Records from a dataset

== Segment start ==

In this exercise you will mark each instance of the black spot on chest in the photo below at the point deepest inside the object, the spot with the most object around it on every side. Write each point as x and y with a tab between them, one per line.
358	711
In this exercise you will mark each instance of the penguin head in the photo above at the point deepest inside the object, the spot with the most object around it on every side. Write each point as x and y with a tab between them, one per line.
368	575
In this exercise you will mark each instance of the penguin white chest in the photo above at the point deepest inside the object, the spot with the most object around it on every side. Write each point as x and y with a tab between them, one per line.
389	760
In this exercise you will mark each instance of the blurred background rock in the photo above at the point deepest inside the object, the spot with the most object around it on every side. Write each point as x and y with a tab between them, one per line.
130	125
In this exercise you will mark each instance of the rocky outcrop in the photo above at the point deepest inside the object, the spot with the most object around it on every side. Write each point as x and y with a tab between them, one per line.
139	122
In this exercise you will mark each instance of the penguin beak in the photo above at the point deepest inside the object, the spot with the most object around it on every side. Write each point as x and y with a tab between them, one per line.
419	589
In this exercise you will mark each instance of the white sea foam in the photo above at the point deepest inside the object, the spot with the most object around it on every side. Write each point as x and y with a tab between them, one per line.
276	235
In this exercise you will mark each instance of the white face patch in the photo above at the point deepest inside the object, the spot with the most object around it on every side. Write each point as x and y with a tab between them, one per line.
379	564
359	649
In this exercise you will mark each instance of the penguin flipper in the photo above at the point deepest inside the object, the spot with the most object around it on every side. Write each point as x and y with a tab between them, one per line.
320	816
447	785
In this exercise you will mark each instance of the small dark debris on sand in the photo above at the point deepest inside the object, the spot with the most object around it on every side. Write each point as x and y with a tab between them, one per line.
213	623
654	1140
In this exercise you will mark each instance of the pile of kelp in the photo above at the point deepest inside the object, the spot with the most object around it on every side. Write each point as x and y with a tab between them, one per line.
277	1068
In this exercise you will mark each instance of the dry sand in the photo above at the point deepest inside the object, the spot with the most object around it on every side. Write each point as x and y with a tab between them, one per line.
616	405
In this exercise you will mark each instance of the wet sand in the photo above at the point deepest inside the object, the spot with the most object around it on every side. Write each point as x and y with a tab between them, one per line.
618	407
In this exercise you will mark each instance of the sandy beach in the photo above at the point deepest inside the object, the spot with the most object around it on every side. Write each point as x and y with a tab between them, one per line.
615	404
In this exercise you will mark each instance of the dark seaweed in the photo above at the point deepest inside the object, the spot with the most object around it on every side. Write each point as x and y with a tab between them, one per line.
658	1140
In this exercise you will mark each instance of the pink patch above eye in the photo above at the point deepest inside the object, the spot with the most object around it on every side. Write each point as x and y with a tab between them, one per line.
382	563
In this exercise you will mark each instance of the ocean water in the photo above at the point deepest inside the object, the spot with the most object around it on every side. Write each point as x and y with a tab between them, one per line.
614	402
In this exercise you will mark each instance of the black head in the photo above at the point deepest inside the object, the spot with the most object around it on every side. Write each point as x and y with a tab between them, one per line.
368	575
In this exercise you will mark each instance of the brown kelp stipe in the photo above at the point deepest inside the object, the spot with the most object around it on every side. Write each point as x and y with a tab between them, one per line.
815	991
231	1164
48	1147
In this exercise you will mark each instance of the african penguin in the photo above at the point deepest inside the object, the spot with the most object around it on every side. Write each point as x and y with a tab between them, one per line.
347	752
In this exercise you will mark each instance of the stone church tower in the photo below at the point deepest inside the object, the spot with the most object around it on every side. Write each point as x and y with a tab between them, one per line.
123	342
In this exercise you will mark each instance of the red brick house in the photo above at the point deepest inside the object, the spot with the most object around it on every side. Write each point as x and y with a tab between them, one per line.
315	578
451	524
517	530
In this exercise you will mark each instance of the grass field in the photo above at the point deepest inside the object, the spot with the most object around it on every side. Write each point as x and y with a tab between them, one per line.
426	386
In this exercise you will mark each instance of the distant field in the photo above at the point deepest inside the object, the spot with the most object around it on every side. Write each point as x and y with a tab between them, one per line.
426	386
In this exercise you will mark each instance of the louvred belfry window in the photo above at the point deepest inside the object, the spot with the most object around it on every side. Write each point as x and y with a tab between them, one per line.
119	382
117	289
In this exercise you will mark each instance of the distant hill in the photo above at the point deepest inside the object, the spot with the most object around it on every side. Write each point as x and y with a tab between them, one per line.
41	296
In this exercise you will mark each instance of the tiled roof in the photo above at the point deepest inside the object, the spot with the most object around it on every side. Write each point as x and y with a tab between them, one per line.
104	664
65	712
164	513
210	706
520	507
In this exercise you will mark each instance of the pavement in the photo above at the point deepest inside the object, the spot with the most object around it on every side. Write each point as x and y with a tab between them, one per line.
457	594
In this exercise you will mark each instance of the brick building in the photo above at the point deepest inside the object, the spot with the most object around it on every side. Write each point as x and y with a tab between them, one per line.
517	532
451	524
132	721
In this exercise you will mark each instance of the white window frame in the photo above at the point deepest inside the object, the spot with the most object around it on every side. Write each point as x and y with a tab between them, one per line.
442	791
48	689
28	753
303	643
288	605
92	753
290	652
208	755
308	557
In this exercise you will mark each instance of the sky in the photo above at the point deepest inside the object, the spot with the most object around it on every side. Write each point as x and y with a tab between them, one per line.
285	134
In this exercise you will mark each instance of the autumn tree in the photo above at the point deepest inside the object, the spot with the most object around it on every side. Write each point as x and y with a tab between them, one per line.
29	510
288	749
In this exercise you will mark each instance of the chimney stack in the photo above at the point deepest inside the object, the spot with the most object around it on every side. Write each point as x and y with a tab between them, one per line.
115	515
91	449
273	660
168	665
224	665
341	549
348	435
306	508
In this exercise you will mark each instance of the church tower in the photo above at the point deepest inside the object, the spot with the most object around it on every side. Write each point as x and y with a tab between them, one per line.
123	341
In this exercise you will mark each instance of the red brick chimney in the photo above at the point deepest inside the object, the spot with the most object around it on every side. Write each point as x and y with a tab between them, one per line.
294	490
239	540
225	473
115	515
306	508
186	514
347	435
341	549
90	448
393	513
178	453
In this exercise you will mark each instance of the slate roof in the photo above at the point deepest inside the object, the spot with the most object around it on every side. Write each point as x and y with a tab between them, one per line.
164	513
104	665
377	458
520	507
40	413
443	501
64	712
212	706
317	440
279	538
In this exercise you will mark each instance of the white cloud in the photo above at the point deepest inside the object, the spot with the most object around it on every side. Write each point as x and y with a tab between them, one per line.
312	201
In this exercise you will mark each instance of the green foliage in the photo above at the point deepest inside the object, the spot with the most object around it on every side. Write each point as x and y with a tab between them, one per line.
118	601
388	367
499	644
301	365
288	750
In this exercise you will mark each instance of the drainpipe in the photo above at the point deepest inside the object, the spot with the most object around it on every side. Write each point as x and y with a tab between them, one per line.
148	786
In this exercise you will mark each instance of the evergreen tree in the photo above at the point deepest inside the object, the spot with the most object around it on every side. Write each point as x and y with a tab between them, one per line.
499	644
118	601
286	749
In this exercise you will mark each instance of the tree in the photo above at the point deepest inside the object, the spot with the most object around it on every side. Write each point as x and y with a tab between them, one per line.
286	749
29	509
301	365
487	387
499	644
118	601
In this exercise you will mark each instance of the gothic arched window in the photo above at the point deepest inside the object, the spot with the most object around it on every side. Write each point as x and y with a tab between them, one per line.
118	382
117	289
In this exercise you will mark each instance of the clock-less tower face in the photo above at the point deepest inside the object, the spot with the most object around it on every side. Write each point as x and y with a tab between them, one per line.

== Segment end ==

Exercise instructions
Would you return the entries exactly as they stand?

Result for this exercise
In this exercise you will mark each instance of the black spot on chest in the photo below at the point deepest inside the object, the spot with the most object around it on every side. Write each point as x and y with a tab between them, one per line.
358	711
In this exercise you will mark each instance of the penguin head in the photo above at the point deepest inside the object, the spot with the most object around it on every side. Write each point as x and y with a tab between them, one per line.
368	575
In this exercise you will mark each instance of the penguin white chest in the photo above at the point deepest inside the object, the spot with the most object around it on every side. Write each point as x and y with a tab between them, one per line.
389	760
In this exercise you will mark each instance of the blurred background rock in the photo above at the point deepest inside the object, the spot with the most object around it on every side. Write each point as x and y with a tab between them, one per line.
130	125
In this exercise you will mark each instance of the rocky outcrop in the photo above at the point deepest inside the object, the spot with the most object around it on every side. Write each point as x and y with a tab between them, one per line.
139	122
In this exercise you will mark each instance of the penguin beak in the photo above at the point deepest inside the object, the spot with the most object around it on every side. Write each point as x and y with a tab between them, one per line.
419	589
In this exercise you will mark each instance of the white sea foam in the photo above at the point deepest inside the object, the spot with the most object around it on every side. Write each point as x and y with a tab between them, one per line.
276	235
In this exercise you will mark each instance of the white face patch in the photo above at the point deepest inside the object, the spot with the most object around it on every side. Write each point as x and y with a tab between them, one per line.
379	564
359	649
In this exercise you will mark each instance of the penguin flipper in the photo above at the point deepest inside the object, the spot with the most object around it on every side. Write each point as x and y with a tab between them, one per line.
320	816
447	785
In this exercise you will mark each instance of the small dark debris on sand in the photo above at the point deepest inside the object, the spot with the most object around it on every side. Write each point as x and y with a tab between them, one per line.
213	623
654	1140
In this exercise you will mark each instance of the pile of kelp in the photo above at the point deepest inside the object, the spot with the most object around it on every side. Write each point as x and y with a tab between them, one per line.
277	1068
In this exercise you will mark each instance of the dry sand in the photo above at the point deepest inside the object, the spot with the most object around it on every side. Write each point as x and y with a tab between them, one per line.
616	405
In this exercise you will mark each instance of the wet sand in the photo above at the point deepest inside the object, the spot with the most object around it on every side. Write each point as x and y with a tab between them, one per line.
618	407
In this exercise you will mark each instance of the sandy beach in the photo above at the point deepest inside the object, the spot with the most object around it on every side. Write each point as x and y with a tab between them, one per line.
615	404
In this exercise you will mark each instance of the dark seaweed in the photo above at the point deepest inside the object, the spot with the most object around it on every side. Write each point as x and y with a tab between them, one per line.
658	1140
In this exercise you will mark each instance of the pink patch above eye in the photo above at the point deepest inside the object, the spot with the most object around it on every side. Write each point as x and y with a tab between them, one per line.
382	563
In this exercise you will mark each instance of the ocean water in the photo above at the point deepest inside the object, the spot with the most object around it on every side. Write each point as x and y with a tab between them, one per line.
614	402
In this exercise you will mark each instance of the black head in the photo above at the point deepest inside the object, the spot with the most object around it on every side. Write each point as x and y with a tab between them, one per line.
368	575
In this exercise you will mark each instance of the brown kelp stipe in the photo above at the point deepest inside the object, the spot with the most object around it on every side. Write each point as x and y with a tab between them, one per line.
815	991
231	1164
48	1147
In this exercise you will mark each instance of the african penguin in the photo above at the point deepest inside the object, the spot with the most object around it on every side. Write each point as x and y with a tab between them, one per line.
347	752
In this exercise you will mark each instance of the stone church tower in the photo below at the point deepest inside the object, the spot with the most object around it on every side. Write each point as x and y with a tab between them, one per line.
123	342
In this exercise you will mark each instance of the red brick house in the photo above at the point deepest inside the object, the spot with the most object around it on every side. Write each point as x and y with a tab between them, one per line.
315	578
451	524
517	530
In this exercise you will mark each instance of the grass field in the photo above at the point deepest inside the object, the spot with the most object around it on every side. Write each point as x and y with a tab between them, one per line.
426	386
In this exercise you will mark each instance of the distant field in the photo above at the point deepest inside the object, the spot with the most object around it on every side. Write each point as x and y with a tab between them, one per line.
426	386
In this exercise you will mark each instance of the louvred belfry window in the photo above at the point deepest inside the object, the spot with the most object around it on every side. Write each point as x and y with a tab between them, one per line.
119	382
117	289
In this exercise you will mark each instance of the distant hill in the photo above at the point deepest inside the object, the spot with the most object around it on every side. Write each point as x and y with a tab between them, one per line.
41	296
In this exercise you will mark each instance of the tiled roof in the photo above at the point deepest inside the object, the spot with the most object around it on every side. Write each point as x and y with a tab between them, one per line.
104	664
65	712
164	513
210	706
520	507
In this exercise you will mark each instance of the pavement in the photo above at the point deepest inside the object, the spot with the most object around it on every side. Write each point as x and y with a tab between them, one per line.
457	594
In this exercise you will mark each instance of the brick building in the photo above at the point deepest inside the object, the spot with the most object around it on every side. Write each point as x and y with a tab between them, one per line.
517	532
451	524
132	721
In this exercise you will mark each instance of the white window frame in the photo above at the point deepest inside the object, the spot with the most object around it on every side. Write each point as x and y with a tab between them, one per line.
442	791
48	689
28	753
303	643
288	605
92	753
290	652
208	755
308	557
In this exercise you will mark each instance of the sky in the photo above at the point deepest inside the object, the spot with the most object around it on every side. Write each point as x and y with a tab between them, one per line.
285	134
In this exercise you will mark each instance of the autumn tree in the photo above at the point deepest inside the object, the spot with the most object around it on every side. Write each point as x and y with a tab between them, one per line.
29	510
288	749
In this exercise you will mark each instance of the chimney stack in the photo above at the point deepest inside the object, the spot with the most object around it on every side. Write each point as x and y with a tab between them, one per line.
115	515
91	449
273	660
168	665
224	665
341	549
348	435
306	508
In this exercise you will mark each instance of the church tower in the photo above at the point deepest inside the object, the spot with the most object around it on every side. Write each point as x and y with a tab between them, one per line.
123	341
In this exercise you will mark each instance of the red brick chimney in the photo above at the point deepest inside the object, the spot with the most object around it on every side. Write each point as x and y with a tab between them, one per line.
294	490
239	540
225	473
115	515
306	508
186	514
347	435
341	549
90	448
393	513
178	453
In this exercise you will mark each instance of the slate roof in the photo above at the point deepest inside the object, the spot with the most object around it on every side. Write each point as x and y with a tab between them, one per line.
164	513
104	665
377	458
520	507
40	413
443	501
64	712
212	706
317	440
279	538
In this exercise you will mark each instance of the white cloud in the photo above at the point deepest inside the object, the spot with the most object around it on every side. Write each point as x and y with a tab between them, one per line.
312	201
In this exercise you will mark each instance of the green foliage in the photo above at the point deepest inside the object, the spot with the most object around it on every side. Write each point as x and y with a tab between them, one per line.
118	601
388	367
499	644
301	365
288	750
In this exercise you will mark each instance of the drainpipe in the photo above at the point deepest inside the object, the spot with the most object around it on every side. Write each point as x and y with a tab between them, one per line.
148	786
In this exercise you will mark each instance of the evergreen tree in the photo above at the point deepest inside the object, the spot with the most object around it on every side. Write each point as x and y with a tab between them, one per line.
499	644
118	601
286	749
In this exercise you will mark each instance of the tree in the photo above at the point deepest inside the object, the spot with the most object around it on every side. Write each point as x and y with a tab between them, one per line.
286	749
29	509
301	365
487	387
499	644
118	601
In this exercise you will mark each instance of the gothic arched window in the photo above at the point deepest inside the object, the spot with the most object around it on every side. Write each point as x and y with a tab between them, one per line.
118	382
117	289
In this exercise you will mark each instance of the clock-less tower face in the photo above at the point deepest inside the object, the spot with the most object around it on every side. Write each point as x and y with a tab between them, one per line.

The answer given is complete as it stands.